STATED EXERCISE A
Print the PF route-to patch message below in full, word for word.

Hello,
I'm sending finalized patch. The final shape has been discussed with bluhm@,
who was kind enough to do thorough testing on OpenBSD.
The patch solves the problem for deployment as follows:
Client <-- MTU_1 --> PF <-- MTU_1 --> Router <-- MTU_2 --> Server
MTU_2 = MTU_1/2
PF does IPv6 reassembly for PBRed packets (packets forwarded on behalf of
route-to action). Let's assume client sends packet of MTU_1 size. PF forwards
packet to destination. Router discards packet, because it does not
fit to wire. It sends packet too big suggesting MTU_2.
Client retries with fragmented packet this time. In our scenario it uses
MTU_1/2. PF reassembles the packet and is going to forwarded to destination
as ordered by route-to action. Snippet below comes from pf_route6():
5710 /*
5711 * If the packet is too large for the outgoing interface,
5712 * send back an icmp6 error.

PROVIDED MATERIAL
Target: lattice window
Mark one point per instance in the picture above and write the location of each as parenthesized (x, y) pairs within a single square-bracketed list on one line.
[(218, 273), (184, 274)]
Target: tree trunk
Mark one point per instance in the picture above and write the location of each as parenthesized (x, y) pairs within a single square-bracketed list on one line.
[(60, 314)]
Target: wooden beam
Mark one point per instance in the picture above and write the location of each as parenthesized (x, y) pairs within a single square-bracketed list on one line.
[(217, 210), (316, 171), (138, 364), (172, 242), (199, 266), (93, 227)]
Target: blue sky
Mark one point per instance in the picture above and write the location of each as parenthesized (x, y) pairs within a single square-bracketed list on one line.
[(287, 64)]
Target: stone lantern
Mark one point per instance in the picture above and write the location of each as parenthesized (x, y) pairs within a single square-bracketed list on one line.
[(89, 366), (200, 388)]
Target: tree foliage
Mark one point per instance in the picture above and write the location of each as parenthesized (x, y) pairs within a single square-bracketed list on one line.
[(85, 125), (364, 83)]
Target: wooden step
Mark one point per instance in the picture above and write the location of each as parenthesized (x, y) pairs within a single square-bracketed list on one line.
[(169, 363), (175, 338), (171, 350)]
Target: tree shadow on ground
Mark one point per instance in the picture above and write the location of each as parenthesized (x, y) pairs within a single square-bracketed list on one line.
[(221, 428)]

STATED EXERCISE B
Output verbatim the lines of the records between the line holding "Target: tree foliage" and the line holding "[(169, 363), (175, 338), (171, 350)]", inclusive, and nothing more.

WORKED SOLUTION A
Hello,
I'm sending finalized patch. The final shape has been discussed with bluhm@,
who was kind enough to do thorough testing on OpenBSD.
The patch solves the problem for deployment as follows:
Client <-- MTU_1 --> PF <-- MTU_1 --> Router <-- MTU_2 --> Server
MTU_2 = MTU_1/2
PF does IPv6 reassembly for PBRed packets (packets forwarded on behalf of
route-to action). Let's assume client sends packet of MTU_1 size. PF forwards
packet to destination. Router discards packet, because it does not
fit to wire. It sends packet too big suggesting MTU_2.
Client retries with fragmented packet this time. In our scenario it uses
MTU_1/2. PF reassembles the packet and is going to forwarded to destination
as ordered by route-to action. Snippet below comes from pf_route6():
5710 /*
5711 * If the packet is too large for the outgoing interface,
5712 * send back an icmp6 error.

WORKED SOLUTION B
Target: tree foliage
Mark one point per instance in the picture above and write the location of each as parenthesized (x, y) pairs within a single square-bracketed list on one line.
[(85, 125), (364, 83)]
Target: wooden step
Mark one point per instance in the picture above and write the location of each as parenthesized (x, y) pairs within a single square-bracketed list on one line.
[(169, 363), (175, 338), (171, 350)]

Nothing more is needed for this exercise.